AIM OF THE EXERCISE: Write out again only the lines running from the one that contains "Find the baby" to the end of the records below, including both the first and the last.

━━━ TASK INPUTS

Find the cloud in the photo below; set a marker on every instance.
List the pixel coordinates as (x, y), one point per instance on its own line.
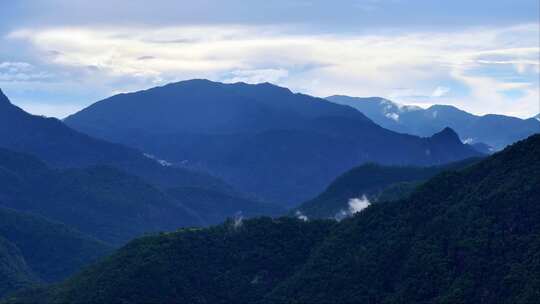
(440, 91)
(355, 205)
(475, 64)
(21, 72)
(257, 75)
(299, 215)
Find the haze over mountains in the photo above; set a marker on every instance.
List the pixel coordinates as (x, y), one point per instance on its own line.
(196, 153)
(106, 190)
(467, 236)
(497, 131)
(252, 135)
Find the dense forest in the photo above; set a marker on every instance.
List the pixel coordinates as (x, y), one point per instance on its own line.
(466, 236)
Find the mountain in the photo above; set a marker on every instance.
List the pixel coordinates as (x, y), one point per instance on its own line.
(466, 236)
(100, 201)
(236, 260)
(470, 236)
(109, 204)
(58, 145)
(214, 206)
(373, 182)
(145, 180)
(14, 273)
(35, 250)
(496, 131)
(263, 139)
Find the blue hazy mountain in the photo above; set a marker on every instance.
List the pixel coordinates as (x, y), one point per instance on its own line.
(483, 132)
(376, 183)
(467, 236)
(106, 190)
(263, 139)
(100, 201)
(53, 142)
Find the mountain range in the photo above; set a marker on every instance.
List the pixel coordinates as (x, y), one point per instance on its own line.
(77, 164)
(252, 135)
(496, 131)
(35, 250)
(464, 236)
(371, 183)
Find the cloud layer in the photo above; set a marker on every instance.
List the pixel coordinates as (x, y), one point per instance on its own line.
(480, 69)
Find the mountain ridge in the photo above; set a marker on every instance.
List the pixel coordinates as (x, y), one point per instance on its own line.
(468, 236)
(496, 131)
(249, 135)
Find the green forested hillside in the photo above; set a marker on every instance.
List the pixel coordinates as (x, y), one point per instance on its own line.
(376, 182)
(471, 236)
(34, 250)
(14, 273)
(211, 206)
(468, 236)
(100, 201)
(236, 262)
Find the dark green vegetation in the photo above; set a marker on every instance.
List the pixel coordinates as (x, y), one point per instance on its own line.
(211, 206)
(467, 236)
(109, 204)
(496, 131)
(471, 236)
(53, 142)
(252, 135)
(99, 201)
(375, 182)
(14, 273)
(230, 263)
(35, 250)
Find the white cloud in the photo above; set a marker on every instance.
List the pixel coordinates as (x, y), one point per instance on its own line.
(319, 64)
(440, 91)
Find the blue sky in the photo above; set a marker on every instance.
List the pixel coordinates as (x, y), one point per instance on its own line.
(57, 56)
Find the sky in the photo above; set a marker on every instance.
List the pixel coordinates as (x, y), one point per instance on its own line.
(483, 56)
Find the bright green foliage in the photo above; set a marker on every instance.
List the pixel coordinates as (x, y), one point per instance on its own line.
(230, 263)
(33, 250)
(468, 236)
(376, 182)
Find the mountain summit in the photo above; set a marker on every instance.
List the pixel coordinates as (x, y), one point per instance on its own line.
(264, 139)
(466, 236)
(496, 131)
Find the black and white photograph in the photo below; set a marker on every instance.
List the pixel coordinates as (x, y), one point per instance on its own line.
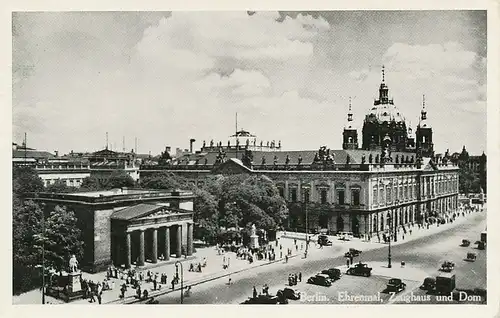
(334, 157)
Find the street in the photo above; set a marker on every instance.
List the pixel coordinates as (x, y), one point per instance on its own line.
(423, 257)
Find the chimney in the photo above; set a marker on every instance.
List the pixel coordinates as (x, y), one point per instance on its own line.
(191, 141)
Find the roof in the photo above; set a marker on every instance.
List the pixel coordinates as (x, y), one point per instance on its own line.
(32, 154)
(307, 156)
(136, 211)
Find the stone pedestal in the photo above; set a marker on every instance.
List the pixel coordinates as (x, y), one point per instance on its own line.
(254, 241)
(74, 284)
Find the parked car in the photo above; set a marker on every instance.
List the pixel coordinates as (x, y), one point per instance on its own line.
(465, 243)
(333, 273)
(360, 269)
(290, 293)
(262, 300)
(320, 279)
(447, 266)
(352, 253)
(395, 285)
(429, 284)
(323, 240)
(471, 257)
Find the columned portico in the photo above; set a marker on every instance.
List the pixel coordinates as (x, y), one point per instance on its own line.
(148, 234)
(142, 256)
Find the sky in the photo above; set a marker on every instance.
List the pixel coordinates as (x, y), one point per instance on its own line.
(167, 77)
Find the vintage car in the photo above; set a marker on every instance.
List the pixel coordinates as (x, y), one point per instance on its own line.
(290, 293)
(320, 279)
(262, 300)
(323, 240)
(471, 257)
(447, 266)
(428, 284)
(360, 269)
(395, 285)
(333, 273)
(465, 243)
(352, 253)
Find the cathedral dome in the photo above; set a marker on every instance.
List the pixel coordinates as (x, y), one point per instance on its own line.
(385, 113)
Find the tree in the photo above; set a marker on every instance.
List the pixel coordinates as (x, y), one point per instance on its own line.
(63, 238)
(90, 184)
(60, 187)
(26, 219)
(26, 180)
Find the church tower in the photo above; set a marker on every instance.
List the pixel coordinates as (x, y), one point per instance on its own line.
(424, 134)
(350, 133)
(383, 120)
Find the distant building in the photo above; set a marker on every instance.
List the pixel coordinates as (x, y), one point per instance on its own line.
(392, 178)
(129, 226)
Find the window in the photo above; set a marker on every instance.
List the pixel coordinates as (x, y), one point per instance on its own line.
(323, 196)
(293, 195)
(355, 196)
(306, 195)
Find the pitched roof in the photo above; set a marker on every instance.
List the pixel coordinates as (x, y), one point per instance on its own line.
(136, 211)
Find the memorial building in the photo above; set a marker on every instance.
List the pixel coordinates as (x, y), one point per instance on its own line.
(126, 227)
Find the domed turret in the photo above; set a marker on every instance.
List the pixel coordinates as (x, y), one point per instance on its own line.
(424, 134)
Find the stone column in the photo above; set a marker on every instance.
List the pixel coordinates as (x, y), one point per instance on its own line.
(154, 255)
(128, 251)
(166, 248)
(178, 252)
(189, 250)
(141, 248)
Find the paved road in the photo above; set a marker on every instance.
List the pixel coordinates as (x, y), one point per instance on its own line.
(424, 254)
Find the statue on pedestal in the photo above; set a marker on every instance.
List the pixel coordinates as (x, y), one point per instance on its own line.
(73, 263)
(254, 230)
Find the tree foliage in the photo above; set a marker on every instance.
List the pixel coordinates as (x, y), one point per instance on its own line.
(26, 180)
(60, 238)
(59, 186)
(235, 201)
(117, 179)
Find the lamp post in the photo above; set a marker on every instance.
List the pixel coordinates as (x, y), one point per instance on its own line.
(177, 263)
(389, 217)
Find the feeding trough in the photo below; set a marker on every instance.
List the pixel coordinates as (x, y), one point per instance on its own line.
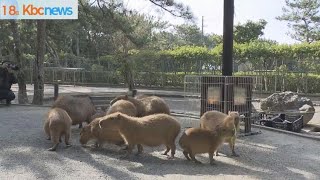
(283, 121)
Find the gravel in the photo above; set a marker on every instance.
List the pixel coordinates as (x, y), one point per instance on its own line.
(23, 155)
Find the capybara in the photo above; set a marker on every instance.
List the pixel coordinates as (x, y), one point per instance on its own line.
(146, 105)
(93, 131)
(57, 124)
(80, 109)
(123, 106)
(211, 119)
(199, 140)
(152, 130)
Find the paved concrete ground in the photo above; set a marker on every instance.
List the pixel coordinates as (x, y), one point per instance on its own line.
(191, 106)
(23, 155)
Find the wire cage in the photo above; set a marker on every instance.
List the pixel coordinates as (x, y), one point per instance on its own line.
(221, 93)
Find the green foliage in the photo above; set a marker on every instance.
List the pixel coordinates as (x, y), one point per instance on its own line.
(249, 31)
(303, 18)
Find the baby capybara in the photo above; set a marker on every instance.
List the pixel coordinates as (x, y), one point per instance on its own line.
(197, 140)
(80, 109)
(146, 105)
(152, 130)
(57, 124)
(211, 119)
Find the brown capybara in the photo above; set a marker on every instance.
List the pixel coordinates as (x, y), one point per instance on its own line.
(93, 131)
(146, 105)
(199, 140)
(80, 109)
(211, 119)
(152, 130)
(123, 106)
(57, 124)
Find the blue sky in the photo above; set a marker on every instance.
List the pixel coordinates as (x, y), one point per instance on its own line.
(212, 10)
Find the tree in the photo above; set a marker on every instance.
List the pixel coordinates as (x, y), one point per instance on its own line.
(38, 65)
(303, 18)
(22, 93)
(249, 31)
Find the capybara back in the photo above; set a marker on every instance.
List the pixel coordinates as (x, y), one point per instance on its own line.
(80, 109)
(57, 124)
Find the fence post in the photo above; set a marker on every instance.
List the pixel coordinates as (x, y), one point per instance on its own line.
(56, 89)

━━━━━━

RESULT FOR THIS TASK:
Find the baby capybara in the photo above; set a marker on every instance.
List the pixel coordinates as (x, y), one point per instance on its own line.
(197, 140)
(80, 109)
(146, 105)
(152, 130)
(57, 124)
(211, 119)
Find the brown capybara in the photo above; set a marker on every instance.
List the pixel coordinates as (x, y), one point per instance on its own line.
(93, 131)
(146, 105)
(199, 140)
(80, 109)
(211, 119)
(152, 130)
(123, 106)
(57, 124)
Find the blue sky in the photo above; set a marker on every instance.
List the pixel coordinates as (x, y), one point per instance on its own line.
(212, 10)
Find the tree in the photo above; set a marker on every instance.
List the pixel coordinates as (x, y), one point per instance on its own line.
(38, 65)
(303, 18)
(22, 93)
(249, 31)
Find the capybara back in the photo above; set a marker on every instance.
List the pixel coordinates as (x, y), one point per instance on its own line.
(80, 109)
(57, 124)
Find the fence post in the photo above; set a marker on every instance.
List the pixel coordinates as (x, y), one point per instance on its own line.
(56, 89)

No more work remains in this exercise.